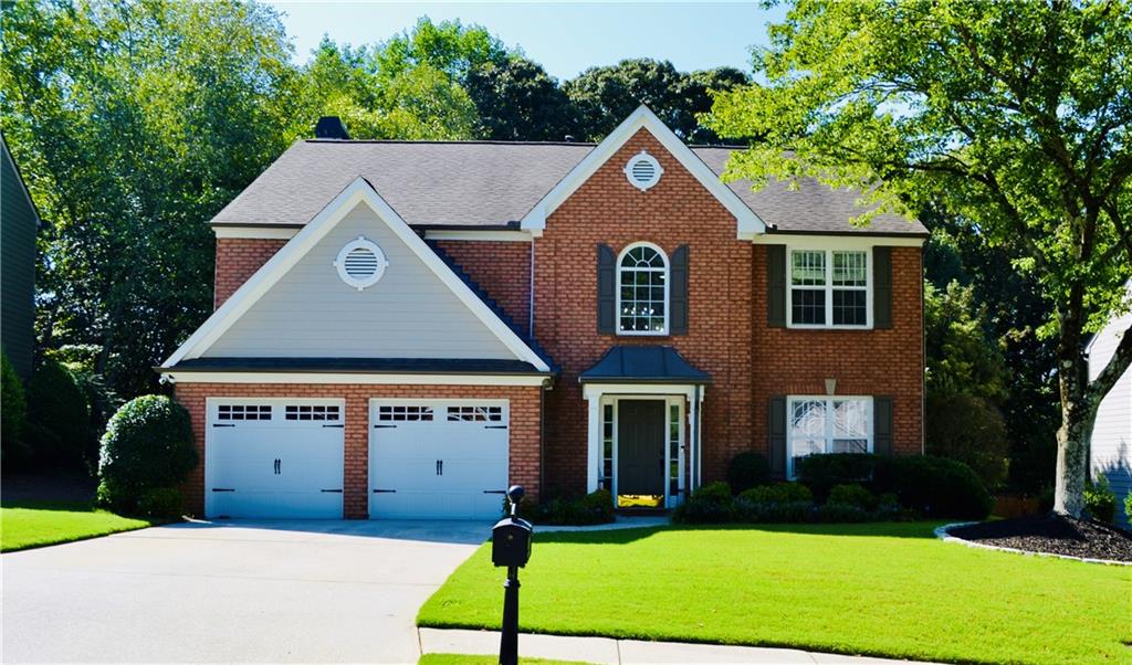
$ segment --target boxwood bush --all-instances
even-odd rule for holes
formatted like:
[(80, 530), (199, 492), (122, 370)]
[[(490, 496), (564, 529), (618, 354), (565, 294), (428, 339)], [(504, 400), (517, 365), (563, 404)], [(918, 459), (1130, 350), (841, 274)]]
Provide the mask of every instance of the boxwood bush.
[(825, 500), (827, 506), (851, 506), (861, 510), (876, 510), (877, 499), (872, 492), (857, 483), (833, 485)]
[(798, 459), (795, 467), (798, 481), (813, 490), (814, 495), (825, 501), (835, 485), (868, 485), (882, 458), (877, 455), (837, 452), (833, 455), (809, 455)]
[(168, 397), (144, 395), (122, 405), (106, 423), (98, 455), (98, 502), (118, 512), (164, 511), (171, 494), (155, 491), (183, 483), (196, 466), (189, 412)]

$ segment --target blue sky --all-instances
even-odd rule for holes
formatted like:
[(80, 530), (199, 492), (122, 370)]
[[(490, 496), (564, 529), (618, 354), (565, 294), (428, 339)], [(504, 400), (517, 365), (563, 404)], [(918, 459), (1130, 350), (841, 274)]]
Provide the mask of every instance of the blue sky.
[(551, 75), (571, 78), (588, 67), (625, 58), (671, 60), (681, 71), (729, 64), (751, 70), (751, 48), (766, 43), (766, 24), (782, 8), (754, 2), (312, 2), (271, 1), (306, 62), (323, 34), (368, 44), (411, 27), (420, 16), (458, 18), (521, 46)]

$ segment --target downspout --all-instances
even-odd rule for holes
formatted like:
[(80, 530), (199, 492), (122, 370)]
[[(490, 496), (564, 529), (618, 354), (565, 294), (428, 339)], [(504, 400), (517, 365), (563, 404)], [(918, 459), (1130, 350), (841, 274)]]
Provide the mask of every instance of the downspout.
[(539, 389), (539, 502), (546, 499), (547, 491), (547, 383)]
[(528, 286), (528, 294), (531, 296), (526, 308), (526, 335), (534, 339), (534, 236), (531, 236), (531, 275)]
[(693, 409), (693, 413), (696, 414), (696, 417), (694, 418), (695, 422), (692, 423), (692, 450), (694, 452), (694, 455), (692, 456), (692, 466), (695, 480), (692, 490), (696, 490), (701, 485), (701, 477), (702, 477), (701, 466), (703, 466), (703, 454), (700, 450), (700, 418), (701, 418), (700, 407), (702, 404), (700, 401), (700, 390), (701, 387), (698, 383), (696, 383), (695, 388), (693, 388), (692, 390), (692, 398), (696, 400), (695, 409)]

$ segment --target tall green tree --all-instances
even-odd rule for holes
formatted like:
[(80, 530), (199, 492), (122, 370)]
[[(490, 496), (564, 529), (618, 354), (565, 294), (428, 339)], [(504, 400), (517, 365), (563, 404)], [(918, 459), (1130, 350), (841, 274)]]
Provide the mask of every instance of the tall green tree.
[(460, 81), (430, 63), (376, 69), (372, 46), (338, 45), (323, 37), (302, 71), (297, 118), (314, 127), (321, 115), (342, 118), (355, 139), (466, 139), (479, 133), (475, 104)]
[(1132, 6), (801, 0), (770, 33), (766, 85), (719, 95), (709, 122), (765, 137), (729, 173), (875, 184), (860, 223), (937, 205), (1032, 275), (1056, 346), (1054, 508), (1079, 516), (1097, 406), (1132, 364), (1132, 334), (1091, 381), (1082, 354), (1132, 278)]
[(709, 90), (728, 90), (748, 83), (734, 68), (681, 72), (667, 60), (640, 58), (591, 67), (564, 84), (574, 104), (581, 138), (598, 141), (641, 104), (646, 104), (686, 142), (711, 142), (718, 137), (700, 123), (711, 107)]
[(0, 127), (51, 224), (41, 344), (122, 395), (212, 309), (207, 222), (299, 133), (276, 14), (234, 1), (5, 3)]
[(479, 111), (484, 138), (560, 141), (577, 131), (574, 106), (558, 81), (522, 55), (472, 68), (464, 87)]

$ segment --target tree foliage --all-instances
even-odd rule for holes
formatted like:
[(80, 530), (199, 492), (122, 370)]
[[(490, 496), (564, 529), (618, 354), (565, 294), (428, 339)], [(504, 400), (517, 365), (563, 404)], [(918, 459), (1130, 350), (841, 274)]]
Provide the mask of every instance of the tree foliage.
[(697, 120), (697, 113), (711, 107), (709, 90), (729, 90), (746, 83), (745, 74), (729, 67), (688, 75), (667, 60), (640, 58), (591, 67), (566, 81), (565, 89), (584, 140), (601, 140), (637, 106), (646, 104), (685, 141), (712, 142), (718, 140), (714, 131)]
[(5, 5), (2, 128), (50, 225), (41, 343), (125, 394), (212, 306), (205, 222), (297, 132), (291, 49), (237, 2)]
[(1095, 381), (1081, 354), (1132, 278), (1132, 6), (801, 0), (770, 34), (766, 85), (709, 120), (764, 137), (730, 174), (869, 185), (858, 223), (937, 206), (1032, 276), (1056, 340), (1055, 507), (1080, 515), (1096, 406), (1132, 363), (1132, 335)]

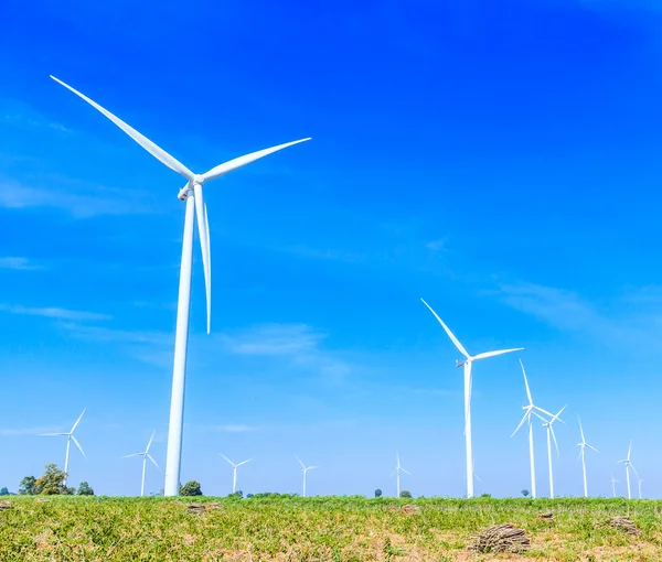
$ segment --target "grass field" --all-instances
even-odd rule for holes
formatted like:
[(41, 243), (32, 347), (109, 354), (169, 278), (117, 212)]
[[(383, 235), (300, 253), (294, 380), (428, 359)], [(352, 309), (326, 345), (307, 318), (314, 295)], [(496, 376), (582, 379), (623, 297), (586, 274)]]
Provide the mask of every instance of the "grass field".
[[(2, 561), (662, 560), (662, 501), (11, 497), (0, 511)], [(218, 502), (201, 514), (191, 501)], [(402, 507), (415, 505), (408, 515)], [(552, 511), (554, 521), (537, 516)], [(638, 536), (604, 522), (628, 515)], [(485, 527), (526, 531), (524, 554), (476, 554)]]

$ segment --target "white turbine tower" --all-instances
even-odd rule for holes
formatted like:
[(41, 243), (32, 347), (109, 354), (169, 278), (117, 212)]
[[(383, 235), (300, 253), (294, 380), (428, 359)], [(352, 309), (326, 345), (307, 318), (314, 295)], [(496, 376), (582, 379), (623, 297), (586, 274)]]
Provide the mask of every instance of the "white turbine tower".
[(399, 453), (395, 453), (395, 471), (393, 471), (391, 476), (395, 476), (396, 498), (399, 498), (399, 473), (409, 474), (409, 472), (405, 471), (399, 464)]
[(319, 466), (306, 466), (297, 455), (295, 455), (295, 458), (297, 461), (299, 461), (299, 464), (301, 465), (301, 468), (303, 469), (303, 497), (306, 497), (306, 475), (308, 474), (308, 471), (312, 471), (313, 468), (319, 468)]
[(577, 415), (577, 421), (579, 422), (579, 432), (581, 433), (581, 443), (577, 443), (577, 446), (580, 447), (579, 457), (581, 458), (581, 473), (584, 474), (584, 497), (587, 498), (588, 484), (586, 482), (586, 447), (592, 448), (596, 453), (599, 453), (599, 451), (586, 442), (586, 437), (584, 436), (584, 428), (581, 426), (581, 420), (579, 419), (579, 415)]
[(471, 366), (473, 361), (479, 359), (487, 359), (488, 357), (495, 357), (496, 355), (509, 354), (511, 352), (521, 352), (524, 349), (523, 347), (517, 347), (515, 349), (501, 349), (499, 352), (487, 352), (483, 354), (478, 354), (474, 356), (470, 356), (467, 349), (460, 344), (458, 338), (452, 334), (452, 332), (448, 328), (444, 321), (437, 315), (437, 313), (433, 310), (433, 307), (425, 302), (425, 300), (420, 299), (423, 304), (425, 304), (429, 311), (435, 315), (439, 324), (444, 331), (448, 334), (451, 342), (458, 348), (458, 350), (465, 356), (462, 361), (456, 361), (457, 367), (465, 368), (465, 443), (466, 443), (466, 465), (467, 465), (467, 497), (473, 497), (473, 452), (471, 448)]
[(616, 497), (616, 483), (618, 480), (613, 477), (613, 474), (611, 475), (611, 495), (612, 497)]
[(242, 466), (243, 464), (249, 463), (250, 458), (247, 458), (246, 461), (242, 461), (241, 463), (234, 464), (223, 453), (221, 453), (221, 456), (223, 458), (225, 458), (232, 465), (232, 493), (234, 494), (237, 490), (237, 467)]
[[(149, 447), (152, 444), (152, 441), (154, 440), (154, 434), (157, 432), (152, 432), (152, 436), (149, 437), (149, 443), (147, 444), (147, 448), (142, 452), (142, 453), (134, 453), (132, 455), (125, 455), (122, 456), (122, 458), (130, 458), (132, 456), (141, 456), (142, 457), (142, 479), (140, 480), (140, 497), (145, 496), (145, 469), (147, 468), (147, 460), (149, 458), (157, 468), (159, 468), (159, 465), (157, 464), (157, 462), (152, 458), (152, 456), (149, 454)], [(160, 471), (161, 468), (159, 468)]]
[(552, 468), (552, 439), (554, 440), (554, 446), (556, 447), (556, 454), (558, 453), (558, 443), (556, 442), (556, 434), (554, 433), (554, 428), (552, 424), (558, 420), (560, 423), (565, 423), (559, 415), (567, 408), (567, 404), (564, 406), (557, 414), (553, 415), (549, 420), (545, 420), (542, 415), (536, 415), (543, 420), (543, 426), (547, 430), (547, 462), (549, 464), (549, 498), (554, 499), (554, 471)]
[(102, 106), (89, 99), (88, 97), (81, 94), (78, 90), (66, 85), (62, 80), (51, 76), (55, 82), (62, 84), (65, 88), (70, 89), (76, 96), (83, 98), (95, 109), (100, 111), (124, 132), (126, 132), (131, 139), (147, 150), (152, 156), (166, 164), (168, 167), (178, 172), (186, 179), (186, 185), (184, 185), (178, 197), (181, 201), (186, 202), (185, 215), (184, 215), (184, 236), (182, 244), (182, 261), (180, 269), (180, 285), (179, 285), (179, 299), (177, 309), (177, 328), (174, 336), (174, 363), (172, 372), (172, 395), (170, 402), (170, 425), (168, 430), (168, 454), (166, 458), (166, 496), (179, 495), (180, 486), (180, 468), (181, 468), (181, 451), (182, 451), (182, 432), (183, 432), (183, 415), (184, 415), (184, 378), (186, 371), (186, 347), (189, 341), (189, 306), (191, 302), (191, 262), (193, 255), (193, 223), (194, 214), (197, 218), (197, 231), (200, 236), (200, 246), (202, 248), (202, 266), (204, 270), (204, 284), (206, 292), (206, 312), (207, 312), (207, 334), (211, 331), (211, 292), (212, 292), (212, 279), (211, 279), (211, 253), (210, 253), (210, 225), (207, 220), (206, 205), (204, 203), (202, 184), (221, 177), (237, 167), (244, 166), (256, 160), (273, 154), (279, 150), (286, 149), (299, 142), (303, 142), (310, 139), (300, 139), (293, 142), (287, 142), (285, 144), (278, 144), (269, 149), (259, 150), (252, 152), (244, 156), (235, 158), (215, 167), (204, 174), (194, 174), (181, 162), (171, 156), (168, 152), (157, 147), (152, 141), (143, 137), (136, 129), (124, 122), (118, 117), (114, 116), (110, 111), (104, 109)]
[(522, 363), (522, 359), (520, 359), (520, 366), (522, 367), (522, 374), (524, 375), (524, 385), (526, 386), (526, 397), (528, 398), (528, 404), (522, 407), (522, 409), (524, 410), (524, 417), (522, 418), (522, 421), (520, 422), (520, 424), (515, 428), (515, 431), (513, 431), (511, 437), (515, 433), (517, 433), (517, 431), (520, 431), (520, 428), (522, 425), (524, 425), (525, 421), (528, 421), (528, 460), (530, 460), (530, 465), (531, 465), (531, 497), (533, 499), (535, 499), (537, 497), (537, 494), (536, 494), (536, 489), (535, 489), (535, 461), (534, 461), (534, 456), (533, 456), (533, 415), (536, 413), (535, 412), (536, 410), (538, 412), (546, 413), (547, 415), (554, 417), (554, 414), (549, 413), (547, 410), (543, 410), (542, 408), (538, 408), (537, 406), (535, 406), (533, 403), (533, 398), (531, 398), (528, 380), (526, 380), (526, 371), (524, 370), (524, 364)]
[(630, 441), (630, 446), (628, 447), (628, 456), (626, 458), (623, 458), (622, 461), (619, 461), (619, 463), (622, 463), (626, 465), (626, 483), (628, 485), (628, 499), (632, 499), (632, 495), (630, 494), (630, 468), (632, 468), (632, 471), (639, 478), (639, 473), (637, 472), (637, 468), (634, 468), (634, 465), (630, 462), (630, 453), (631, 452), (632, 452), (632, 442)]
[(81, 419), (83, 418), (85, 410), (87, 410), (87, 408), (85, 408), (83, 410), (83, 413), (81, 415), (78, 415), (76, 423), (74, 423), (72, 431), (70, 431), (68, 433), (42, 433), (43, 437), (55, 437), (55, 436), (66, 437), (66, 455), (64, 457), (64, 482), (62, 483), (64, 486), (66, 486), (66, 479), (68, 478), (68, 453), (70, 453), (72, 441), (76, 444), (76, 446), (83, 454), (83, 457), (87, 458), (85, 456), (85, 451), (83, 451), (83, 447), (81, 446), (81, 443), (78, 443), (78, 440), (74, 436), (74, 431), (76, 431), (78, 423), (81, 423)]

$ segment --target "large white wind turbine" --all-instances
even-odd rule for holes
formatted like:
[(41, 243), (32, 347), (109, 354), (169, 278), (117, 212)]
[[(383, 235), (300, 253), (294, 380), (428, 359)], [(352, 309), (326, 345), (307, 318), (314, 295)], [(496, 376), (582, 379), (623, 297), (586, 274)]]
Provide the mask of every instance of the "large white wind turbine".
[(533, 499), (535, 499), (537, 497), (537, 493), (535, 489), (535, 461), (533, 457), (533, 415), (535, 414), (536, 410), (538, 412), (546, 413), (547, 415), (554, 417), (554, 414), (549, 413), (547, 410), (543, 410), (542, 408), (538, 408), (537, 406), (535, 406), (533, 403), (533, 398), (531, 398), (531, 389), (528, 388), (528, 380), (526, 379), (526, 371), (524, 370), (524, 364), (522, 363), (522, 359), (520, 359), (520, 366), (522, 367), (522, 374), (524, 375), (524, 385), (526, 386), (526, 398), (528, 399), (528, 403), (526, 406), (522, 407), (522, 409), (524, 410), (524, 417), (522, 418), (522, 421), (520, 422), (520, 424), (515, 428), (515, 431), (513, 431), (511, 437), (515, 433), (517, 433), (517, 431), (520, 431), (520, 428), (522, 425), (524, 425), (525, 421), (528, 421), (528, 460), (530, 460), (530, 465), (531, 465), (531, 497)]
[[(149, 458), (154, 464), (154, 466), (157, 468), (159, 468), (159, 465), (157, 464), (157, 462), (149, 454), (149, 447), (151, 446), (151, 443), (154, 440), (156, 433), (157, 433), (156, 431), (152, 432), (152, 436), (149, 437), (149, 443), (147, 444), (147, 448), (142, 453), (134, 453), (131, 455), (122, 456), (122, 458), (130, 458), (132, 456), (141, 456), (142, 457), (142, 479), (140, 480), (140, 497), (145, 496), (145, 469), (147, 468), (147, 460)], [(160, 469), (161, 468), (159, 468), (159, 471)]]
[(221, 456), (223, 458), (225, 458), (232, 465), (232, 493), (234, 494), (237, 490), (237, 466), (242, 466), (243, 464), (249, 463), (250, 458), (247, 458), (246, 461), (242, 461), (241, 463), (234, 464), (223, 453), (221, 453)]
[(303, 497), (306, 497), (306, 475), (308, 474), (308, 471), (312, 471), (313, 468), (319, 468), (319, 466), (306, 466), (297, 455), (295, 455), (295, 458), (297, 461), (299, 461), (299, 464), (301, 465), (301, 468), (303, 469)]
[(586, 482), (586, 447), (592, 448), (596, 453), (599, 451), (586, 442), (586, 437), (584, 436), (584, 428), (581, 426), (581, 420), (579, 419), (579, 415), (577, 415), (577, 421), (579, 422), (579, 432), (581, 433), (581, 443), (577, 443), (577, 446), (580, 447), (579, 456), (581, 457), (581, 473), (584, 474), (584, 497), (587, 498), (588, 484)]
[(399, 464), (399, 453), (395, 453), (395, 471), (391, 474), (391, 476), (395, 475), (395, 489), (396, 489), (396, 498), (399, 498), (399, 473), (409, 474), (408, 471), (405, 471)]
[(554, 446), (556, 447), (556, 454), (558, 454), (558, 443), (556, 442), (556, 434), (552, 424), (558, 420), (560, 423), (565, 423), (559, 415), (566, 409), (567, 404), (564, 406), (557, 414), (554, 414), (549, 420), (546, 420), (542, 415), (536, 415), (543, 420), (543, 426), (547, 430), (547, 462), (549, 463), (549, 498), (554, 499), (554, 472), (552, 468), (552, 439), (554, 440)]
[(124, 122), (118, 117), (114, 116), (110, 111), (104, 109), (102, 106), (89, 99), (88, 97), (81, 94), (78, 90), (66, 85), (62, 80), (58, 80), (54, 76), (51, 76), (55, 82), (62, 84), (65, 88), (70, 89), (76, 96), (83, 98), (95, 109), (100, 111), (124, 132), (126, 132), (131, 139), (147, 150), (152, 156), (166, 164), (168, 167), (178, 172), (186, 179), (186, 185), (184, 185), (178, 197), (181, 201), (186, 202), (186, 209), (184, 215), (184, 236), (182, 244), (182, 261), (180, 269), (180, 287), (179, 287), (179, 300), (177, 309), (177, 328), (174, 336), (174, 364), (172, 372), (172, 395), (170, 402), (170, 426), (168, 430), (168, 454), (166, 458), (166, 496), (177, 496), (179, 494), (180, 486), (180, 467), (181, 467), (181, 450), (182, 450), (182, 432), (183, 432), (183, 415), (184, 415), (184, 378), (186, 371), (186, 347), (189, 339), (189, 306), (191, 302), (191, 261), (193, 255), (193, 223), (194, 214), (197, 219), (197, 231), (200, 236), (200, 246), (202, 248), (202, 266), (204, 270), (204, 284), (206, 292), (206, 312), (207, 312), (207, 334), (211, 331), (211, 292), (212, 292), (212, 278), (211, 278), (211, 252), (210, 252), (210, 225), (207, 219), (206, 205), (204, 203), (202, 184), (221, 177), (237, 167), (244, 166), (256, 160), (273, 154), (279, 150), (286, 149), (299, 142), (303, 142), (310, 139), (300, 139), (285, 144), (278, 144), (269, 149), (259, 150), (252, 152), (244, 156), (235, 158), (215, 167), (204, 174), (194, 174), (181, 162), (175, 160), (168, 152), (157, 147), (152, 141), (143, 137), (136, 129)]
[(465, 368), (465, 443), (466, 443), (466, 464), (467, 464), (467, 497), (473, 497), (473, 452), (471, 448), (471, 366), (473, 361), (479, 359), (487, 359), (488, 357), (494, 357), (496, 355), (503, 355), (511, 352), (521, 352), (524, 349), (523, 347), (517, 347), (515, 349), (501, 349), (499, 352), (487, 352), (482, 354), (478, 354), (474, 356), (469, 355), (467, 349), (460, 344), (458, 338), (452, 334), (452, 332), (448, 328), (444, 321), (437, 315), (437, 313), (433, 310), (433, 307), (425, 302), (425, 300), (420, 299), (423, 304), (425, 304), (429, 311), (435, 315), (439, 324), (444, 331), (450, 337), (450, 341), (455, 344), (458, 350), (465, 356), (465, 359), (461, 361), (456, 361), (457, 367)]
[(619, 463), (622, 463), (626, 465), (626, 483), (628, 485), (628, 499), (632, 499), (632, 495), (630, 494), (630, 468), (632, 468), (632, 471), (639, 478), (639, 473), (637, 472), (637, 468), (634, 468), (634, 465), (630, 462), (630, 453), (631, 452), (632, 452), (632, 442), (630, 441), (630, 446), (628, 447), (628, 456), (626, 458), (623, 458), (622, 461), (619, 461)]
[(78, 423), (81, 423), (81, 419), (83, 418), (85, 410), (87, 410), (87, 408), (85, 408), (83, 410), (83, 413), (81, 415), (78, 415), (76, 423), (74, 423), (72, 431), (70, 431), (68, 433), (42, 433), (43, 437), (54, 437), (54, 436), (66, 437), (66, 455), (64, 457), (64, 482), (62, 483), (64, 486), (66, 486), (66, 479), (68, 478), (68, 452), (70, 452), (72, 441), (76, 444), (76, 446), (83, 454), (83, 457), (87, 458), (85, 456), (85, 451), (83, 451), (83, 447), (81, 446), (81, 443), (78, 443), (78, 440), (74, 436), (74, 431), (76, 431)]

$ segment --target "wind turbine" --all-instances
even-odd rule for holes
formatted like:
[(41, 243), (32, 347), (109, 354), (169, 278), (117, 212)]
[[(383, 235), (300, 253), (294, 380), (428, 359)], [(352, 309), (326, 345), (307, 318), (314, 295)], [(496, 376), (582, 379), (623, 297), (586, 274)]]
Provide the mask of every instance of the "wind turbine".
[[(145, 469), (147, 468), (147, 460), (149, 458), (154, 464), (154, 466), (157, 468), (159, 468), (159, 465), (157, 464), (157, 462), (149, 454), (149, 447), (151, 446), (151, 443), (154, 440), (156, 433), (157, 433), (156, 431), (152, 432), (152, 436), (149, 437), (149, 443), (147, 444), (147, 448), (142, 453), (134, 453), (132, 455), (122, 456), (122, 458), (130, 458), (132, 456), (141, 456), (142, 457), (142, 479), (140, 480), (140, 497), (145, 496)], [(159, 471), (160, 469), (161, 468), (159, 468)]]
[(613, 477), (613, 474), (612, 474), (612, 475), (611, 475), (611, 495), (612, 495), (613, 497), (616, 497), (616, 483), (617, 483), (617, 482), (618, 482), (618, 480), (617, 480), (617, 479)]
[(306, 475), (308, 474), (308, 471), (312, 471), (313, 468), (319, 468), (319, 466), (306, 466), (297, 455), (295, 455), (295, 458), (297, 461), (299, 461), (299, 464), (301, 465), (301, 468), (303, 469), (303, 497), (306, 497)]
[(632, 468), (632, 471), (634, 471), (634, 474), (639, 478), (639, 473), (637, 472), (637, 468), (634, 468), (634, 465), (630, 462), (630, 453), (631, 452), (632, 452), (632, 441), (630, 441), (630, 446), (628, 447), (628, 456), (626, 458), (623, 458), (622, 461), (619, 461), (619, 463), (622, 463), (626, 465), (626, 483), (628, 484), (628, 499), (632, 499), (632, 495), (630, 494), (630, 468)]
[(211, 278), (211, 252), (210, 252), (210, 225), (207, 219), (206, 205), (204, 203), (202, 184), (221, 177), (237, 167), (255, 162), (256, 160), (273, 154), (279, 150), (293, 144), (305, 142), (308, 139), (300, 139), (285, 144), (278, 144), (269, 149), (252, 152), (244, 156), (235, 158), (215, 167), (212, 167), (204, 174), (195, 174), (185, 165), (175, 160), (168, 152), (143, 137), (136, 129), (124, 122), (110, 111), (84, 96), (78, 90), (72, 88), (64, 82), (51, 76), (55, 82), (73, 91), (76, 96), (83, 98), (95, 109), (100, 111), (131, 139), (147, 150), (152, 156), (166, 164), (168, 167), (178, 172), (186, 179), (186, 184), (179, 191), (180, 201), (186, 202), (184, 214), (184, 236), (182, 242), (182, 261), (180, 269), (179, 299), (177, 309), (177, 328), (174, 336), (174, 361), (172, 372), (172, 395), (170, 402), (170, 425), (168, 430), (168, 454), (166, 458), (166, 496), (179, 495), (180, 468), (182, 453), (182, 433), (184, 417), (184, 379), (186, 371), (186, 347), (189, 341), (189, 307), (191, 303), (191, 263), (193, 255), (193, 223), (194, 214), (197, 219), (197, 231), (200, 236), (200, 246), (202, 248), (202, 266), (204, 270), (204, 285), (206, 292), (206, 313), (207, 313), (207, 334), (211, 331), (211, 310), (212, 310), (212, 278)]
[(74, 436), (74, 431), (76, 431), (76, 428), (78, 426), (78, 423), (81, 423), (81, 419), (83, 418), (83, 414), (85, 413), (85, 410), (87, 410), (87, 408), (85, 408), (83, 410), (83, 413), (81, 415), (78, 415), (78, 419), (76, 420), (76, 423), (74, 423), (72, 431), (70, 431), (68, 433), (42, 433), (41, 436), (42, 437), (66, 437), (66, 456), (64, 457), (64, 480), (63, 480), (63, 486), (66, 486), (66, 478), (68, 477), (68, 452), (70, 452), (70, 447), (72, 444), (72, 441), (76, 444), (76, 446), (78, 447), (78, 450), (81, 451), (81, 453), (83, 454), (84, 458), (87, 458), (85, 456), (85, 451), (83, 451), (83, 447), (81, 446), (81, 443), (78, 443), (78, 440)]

————————

What to produce » Render the data from the line containing "green tree --all-instances" through the line containing "Provide the mask of every instance of the tall", both included, as a JSON list of strings with one string per line and blank lines omitted.

Reply »
[
  "$ segment --target tall green tree --all-instances",
  "even-odd rule for holes",
  "formatted like:",
  "[(80, 530), (199, 492), (122, 370)]",
  "[[(490, 496), (564, 529), (618, 354), (565, 294), (428, 339)], [(504, 400), (517, 365), (563, 404)], [(918, 459), (1130, 350), (841, 274)]]",
  "Provide the mask of every instance of the tall green tree."
]